Lyons, tuggers and elephants, oh my
The story about the Lyons Hall An Tostal elephant was historically inaccurate. In spring 1972 Lyons was a very “live and let live” type of place, with a lot of creativity and fun but not a lot of very large, strong people suitable for a tug-of-war team. So one night a few guys drinking wine hatched the elephant idea, and soon we had elephant rallies, elephant wapatoola parties and elephant raffles. We raised enough money and found the elephant, which came in a moving van and was draped in a Lyons Hall banner and marched, along with about 250 of us (many in festive attire “borrowed” from the theater department), to the tug-of-war field. We were totally stoked.
The other teams couldn’t believe it, and for the final tug-of-war the rules were relaxed so the other team could add more people. Initially the elephant backed up toward the water- and mud-filled pit and the other team thought it was winning. Then, as the elephant neared the pit, his trainer tapped lightly on the right front leg and the elephant took off like a locomotive, pulling about 20 people into the pit. It was awesome.

Task set –
1 – Decide whether each statement agrees with the Lyons Hall elephant account above. Answer yes or no for each, quoting the words of the account that decide it.
(a) The elephant arrived at the event in a moving van.
(b) Roughly 250 people marched to the field alongside the elephant.
(c) For the final tug-of-war, the rules were made stricter for the other team.
2 – According to the Lyons Hall elephant account, how many people did the elephant pull into the pit?
3 – Carry the Lyons Hall elephant account above forward, beginning after its final sentence.

Information supplied –
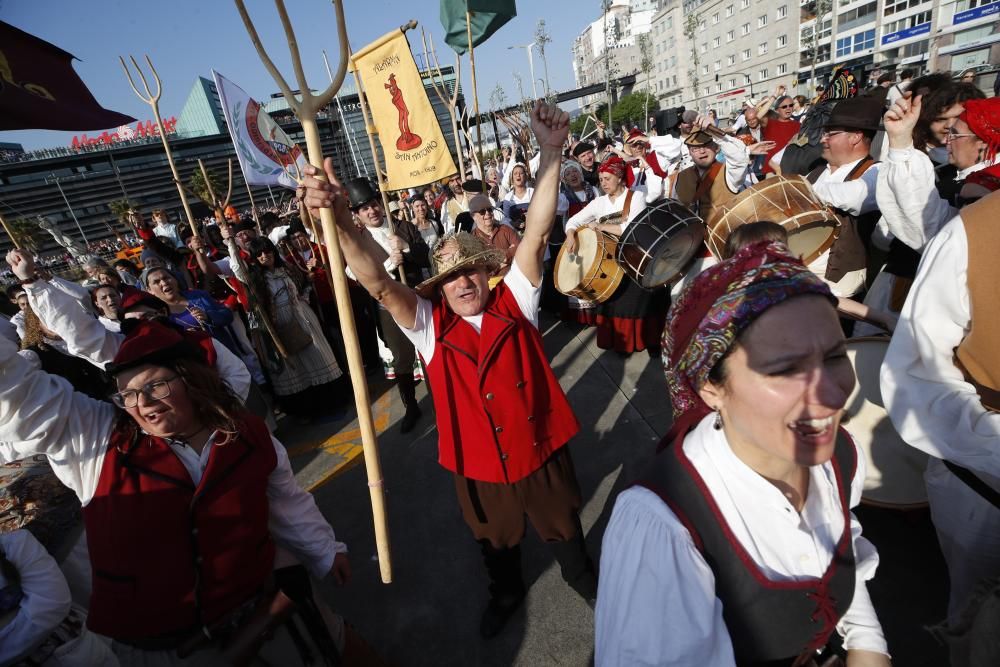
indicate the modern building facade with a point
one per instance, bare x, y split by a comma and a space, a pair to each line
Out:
73, 186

Responses in order –
1 –
(a) Yes: "which came in a moving van"
(b) Yes: "along with about 250 of us"
(c) No: "the rules were relaxed so the other team could add more people"

2 – About 20 people.

3 –
Kevin Finan ’74
I was dismayed that the Lyons Hall portrait misrepresented true Lyons lore. Lyons had acquired a reputation as the “Hall of Anarchy” and we entered the elephant (paid for with appropriated hall funds and not a special collection) as an anarchistic joke, not to dispel the rumor we were nerds. In fact, Lyons was considered the home for hippies. We were the hall that gave the campus King Kersten. We were the hall that paraded the “Hot Chili Is Groovy” banner at football games as a direct slap at the nerds who flew “Go Irish, Beat (Opponent Name)” signs. We were the hall that flouted campus authority so much that, the year after the elephant won the tug-of-war, we were designated as the next women’s dorm.
I am fearful that our attitude has now been eradicated from campus. We should never stop asking our authority figures, “Why?”
Kurt P. Bottjer ’74, ’82Ph.D.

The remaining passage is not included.